### Objective 1
Write out the entries word for word, from the line containing "Please locate the murky" through the final entry, with both ends included.

-- Begin Page extract --

Delhi Sarai Rohilla railway station (station code: DEE) is situated about  from old Delhi railway junction in India. It is managed by Delhi Division of Northern Railway zone. Many trains from Delhi to Haryana, Punjab, Rajasthan and Gujarat stop at this station. More than twenty trains including Duronto and AC trains originate at this station.

Etymology
Sarai means an inn or resting place for travellers. The station is named after the medieval village it was located in. The village itself was named after a sarai, named after Ruhullah Khan, a noble in the Mughal court. Once it was a sarai on the busy road to Delhi and pilgrimage town of Ajmer. He was one of the three sons of Khalil Ullah Khan, the Governor of Delhi province during reign of Mughal Emperor Shahjahan, and also a distant relative of Empress Mumtaz Mahal. Over time, this name has been corrupted to Rohilla after Rohillas who ruled a region called Rohilkhand around Bareilly and Rampur northeast of Delhi during the Mughal era.

History

Start
Delhi Sarai Rohilla Terminal railway station was established in 1872 when the metre-gauge railway line from Delhi to Jaipur and Ajmer was being laid. It was a small station just outside Delhi as Delhi was confined to walled city then. All the metre-gauge trains starting from (and terminating at) Delhi (station code DLI) to Rewari, Punjab, Rajasthan and Gujarat passed through this station. The track from Delhi Junction to Sarai Rohilla Terminal was double. The single track from Sarai Rohilla to Rewari was doubled up to Rewari from where single tracks diverged in five directions.

Gauge conversion
Conversion of metre gauge to  broad gauge started in 1991. The Delhi–Rewari railway line had double metre-gauge tracks and one of the tracks was converted to broad gauge in December 1994 as a part of conversion of Ajmer–Delhi line. Within a few years, both the tracks from Sarai Rohilla to Delhi railway station were converted to broad gauge and all metre-gauge trains stopped operating from Delhi station. As a result of this, all the metre-gauge trains terminated and started from Sarai Rohilla which became a railway terminus.

By September 2006, the second metre-gauge track from Sarai Rohilla to Rewari was also converted to broad gauge and all metre-gauge trains stopped operating between Rewari and Sarai Rohilla (though the converted track was opened for public use only in October 2007).

-- End Page extract --
-- Begin Source data --

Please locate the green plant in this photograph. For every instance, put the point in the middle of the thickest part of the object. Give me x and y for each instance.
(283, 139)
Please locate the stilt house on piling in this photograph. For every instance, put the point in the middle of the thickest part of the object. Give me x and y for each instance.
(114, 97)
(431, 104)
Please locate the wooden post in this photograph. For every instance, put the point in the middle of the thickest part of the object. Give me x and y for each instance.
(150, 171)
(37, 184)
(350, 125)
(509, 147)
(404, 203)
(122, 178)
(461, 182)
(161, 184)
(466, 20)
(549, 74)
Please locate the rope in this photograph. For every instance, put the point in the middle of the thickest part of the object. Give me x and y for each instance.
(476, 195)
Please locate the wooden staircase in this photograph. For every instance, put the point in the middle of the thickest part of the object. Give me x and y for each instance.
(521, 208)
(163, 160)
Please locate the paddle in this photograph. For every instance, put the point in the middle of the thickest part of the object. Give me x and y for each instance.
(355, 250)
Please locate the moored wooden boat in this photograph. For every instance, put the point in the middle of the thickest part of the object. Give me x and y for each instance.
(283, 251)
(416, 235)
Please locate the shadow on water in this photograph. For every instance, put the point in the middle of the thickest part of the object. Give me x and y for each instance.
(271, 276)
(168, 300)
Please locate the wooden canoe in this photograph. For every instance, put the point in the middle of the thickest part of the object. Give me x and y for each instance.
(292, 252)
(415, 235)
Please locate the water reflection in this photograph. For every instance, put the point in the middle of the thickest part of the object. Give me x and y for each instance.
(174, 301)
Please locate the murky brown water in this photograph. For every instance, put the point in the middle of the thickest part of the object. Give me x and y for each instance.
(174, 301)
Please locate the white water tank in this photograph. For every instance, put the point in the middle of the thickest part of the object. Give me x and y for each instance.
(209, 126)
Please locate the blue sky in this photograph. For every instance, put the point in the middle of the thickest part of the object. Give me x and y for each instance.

-- End Source data --

### Objective 2
Reproduce the passage of the Delhi Sarai Rohilla railway station text between "By September 2006, the" and "in October 2007).", inclusive, without changing a word.

### Complete response 1
Please locate the murky brown water in this photograph. For every instance, put the point in the middle of the thickest part of the object. Give me x and y for each instance.
(174, 301)
Please locate the white water tank in this photograph. For every instance, put the point in the middle of the thickest part of the object. Give me x and y for each instance.
(209, 126)
Please locate the blue sky in this photograph. For every instance, put the point in the middle of the thickest part of the object. Give me x and y for each instance.

### Complete response 2
By September 2006, the second metre-gauge track from Sarai Rohilla to Rewari was also converted to broad gauge and all metre-gauge trains stopped operating between Rewari and Sarai Rohilla (though the converted track was opened for public use only in October 2007).